[Required task]
Copy the entries below word for word. Begin at their first line and stop after the line that contains "151), (382, 152)]]", including both of those lines.

(Extracted data entries)
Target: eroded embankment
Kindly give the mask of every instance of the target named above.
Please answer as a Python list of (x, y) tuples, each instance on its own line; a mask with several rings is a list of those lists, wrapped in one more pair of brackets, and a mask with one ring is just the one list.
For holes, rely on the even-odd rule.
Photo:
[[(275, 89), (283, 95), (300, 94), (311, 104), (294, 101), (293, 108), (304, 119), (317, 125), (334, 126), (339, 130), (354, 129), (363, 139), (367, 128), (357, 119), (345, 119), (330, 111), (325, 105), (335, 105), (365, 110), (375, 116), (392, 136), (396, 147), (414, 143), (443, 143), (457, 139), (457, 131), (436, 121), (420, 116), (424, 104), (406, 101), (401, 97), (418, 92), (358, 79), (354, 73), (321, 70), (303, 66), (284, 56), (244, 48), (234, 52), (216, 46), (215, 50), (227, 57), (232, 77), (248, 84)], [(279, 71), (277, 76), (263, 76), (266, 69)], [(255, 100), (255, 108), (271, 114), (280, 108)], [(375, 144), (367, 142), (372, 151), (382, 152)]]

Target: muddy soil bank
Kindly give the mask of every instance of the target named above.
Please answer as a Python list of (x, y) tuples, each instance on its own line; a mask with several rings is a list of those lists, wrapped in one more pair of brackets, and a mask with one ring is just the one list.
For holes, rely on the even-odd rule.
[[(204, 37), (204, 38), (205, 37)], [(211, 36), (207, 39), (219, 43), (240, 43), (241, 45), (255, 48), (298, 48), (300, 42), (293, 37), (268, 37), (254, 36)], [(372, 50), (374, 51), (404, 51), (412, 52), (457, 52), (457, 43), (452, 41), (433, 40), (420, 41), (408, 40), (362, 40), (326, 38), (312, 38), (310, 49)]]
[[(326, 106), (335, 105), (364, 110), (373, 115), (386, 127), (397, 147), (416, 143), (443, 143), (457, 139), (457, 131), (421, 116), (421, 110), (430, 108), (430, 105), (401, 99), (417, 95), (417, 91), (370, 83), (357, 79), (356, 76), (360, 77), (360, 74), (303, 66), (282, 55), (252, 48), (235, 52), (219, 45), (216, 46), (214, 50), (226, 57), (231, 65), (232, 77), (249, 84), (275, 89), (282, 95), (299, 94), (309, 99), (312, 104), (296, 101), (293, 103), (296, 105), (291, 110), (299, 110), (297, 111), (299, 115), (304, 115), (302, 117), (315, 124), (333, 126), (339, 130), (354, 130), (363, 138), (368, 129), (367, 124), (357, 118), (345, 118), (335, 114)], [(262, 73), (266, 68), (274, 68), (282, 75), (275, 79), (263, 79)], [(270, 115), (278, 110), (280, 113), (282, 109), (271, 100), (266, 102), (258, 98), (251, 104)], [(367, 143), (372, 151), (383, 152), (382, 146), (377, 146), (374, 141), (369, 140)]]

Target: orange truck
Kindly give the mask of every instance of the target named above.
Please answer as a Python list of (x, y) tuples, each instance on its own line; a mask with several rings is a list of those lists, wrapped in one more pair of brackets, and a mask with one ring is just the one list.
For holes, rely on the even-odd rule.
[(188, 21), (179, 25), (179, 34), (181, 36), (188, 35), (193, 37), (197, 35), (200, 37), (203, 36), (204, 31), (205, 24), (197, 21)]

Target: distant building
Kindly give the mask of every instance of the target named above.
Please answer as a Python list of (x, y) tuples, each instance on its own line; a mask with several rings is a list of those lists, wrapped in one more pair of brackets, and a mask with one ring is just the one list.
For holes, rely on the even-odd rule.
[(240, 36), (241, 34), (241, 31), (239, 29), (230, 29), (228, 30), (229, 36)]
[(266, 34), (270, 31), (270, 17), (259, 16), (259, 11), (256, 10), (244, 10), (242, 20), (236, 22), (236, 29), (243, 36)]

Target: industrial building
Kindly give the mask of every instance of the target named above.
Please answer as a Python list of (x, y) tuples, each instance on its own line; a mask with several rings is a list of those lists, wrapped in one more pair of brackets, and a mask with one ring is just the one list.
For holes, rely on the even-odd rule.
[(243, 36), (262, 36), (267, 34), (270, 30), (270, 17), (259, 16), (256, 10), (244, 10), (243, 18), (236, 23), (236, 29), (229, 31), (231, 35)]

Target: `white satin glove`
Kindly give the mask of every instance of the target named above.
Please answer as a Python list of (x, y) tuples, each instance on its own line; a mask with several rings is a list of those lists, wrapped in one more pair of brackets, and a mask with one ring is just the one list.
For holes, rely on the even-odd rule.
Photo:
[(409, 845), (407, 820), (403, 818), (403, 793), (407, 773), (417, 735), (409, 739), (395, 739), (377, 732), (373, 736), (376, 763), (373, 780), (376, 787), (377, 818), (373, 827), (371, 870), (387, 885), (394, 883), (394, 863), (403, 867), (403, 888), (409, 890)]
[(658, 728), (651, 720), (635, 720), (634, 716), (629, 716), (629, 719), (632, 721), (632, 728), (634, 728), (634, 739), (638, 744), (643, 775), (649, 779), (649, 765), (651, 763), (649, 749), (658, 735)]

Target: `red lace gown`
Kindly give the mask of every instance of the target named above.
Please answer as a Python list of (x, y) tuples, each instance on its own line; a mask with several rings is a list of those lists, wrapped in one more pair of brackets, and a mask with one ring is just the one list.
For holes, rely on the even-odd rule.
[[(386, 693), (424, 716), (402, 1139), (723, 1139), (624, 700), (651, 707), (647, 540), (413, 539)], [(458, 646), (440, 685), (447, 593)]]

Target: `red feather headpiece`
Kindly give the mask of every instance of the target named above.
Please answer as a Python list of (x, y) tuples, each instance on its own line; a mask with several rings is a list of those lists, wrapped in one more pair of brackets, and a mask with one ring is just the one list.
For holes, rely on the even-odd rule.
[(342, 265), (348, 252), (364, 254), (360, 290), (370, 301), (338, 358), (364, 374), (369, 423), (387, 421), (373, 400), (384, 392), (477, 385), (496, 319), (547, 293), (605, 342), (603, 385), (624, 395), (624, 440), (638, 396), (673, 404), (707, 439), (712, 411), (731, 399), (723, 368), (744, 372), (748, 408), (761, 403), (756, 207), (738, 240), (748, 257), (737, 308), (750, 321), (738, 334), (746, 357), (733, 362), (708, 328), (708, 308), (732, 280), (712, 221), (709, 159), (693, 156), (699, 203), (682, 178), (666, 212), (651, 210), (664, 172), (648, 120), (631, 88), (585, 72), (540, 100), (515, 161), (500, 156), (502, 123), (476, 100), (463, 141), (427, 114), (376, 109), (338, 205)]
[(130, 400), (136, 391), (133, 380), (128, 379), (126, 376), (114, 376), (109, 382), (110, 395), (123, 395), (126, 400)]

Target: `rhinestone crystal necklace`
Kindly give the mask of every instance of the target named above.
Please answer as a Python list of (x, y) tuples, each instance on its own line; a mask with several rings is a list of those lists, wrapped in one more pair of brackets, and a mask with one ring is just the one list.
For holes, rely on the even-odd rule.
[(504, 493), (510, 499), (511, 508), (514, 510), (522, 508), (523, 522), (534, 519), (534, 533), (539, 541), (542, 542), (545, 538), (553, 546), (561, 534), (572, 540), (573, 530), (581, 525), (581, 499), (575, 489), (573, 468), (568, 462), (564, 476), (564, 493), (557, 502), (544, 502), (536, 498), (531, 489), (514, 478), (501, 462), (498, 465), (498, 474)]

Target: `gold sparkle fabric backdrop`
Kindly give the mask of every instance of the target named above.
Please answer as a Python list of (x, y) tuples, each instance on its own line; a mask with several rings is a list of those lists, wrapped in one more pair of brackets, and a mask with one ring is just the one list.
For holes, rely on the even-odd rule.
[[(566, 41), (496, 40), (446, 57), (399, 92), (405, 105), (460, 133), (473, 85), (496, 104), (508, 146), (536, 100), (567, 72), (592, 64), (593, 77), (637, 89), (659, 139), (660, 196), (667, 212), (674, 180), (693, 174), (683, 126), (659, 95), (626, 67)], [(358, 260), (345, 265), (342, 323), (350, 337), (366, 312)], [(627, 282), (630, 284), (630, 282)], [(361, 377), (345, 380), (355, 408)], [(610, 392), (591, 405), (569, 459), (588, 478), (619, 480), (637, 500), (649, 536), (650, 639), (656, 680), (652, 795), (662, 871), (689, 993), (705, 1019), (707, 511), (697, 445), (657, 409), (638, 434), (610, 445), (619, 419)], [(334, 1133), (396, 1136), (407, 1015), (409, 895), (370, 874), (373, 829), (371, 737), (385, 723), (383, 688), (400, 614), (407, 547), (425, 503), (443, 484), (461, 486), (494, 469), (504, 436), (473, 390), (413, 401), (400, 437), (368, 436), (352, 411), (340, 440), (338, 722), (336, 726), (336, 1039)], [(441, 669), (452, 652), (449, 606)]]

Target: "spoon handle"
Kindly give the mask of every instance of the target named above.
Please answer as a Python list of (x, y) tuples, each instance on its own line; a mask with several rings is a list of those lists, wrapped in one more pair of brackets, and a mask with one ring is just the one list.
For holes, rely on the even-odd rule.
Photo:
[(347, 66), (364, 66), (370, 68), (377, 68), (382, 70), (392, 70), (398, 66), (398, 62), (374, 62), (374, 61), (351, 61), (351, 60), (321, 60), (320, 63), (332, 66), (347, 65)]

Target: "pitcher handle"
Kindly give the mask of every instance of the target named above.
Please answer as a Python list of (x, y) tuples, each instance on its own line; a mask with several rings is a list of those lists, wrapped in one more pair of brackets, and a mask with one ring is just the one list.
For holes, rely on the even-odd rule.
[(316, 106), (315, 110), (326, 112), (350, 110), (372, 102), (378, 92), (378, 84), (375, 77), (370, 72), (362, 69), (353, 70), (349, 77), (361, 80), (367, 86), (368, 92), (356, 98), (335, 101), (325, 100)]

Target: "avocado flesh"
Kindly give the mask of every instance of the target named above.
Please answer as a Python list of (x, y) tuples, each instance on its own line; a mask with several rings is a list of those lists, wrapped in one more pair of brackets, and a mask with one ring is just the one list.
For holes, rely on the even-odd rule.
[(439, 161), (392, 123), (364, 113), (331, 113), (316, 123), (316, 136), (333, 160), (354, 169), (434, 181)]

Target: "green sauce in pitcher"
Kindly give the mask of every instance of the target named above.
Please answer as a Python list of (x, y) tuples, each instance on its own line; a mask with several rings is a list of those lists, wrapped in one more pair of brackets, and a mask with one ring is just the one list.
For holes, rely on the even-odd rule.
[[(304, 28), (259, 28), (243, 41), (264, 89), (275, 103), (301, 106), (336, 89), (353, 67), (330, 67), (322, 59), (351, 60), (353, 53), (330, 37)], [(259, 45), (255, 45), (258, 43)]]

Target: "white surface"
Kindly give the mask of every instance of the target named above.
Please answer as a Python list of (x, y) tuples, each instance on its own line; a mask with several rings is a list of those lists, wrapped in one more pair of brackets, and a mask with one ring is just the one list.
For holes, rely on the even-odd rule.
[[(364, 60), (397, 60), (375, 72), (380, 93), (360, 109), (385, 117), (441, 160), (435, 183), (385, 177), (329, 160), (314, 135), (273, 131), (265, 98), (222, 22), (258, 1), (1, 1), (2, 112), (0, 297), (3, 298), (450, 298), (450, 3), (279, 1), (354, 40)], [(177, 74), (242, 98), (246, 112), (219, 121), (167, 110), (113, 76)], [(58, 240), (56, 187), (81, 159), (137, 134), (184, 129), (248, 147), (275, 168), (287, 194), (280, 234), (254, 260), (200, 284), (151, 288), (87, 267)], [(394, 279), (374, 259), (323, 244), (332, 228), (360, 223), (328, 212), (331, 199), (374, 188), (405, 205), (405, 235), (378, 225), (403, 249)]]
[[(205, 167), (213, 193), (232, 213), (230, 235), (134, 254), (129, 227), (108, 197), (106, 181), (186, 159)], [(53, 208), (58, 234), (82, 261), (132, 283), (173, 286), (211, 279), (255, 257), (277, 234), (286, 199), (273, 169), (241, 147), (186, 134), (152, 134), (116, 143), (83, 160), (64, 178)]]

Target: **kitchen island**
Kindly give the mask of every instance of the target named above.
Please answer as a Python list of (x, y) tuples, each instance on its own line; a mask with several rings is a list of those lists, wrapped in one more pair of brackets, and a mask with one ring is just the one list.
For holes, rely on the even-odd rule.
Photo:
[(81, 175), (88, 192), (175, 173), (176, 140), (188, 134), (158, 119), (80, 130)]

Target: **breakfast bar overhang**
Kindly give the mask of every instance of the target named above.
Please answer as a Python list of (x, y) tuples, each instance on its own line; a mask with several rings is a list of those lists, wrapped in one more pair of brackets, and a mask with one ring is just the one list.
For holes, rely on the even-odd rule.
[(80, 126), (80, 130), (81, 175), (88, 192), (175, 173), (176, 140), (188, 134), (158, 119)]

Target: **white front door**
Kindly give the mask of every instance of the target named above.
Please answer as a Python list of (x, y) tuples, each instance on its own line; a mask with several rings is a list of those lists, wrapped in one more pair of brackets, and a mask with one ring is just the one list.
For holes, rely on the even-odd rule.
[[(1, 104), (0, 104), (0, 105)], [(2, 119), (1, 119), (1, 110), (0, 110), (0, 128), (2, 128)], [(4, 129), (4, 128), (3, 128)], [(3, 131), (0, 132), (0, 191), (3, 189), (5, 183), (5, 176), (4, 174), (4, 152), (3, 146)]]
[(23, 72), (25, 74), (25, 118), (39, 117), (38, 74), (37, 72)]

[The output]
Target: eroded embankment
Kindly give the mask of every instance of the target named above.
Please answer as a Python list of (x, y) tuples, each instance on its own line; a mask with several rings is a list of those lists, wrapped in one more pair of brackets, and a mask with one ring is just the one list.
For holes, rely on the even-odd rule.
Photo:
[[(275, 89), (283, 95), (300, 94), (311, 104), (294, 101), (293, 108), (304, 119), (317, 125), (334, 126), (339, 130), (354, 129), (363, 139), (367, 128), (357, 119), (345, 119), (330, 111), (325, 105), (335, 105), (365, 110), (375, 116), (392, 136), (396, 147), (414, 143), (443, 143), (457, 139), (457, 131), (436, 121), (420, 116), (424, 104), (406, 101), (401, 97), (418, 92), (358, 79), (354, 73), (321, 70), (303, 66), (284, 56), (244, 48), (234, 52), (216, 46), (215, 50), (227, 57), (232, 77), (248, 84)], [(279, 71), (277, 76), (263, 76), (266, 69)], [(255, 100), (255, 108), (271, 114), (280, 108)], [(375, 144), (367, 142), (372, 151), (382, 152)]]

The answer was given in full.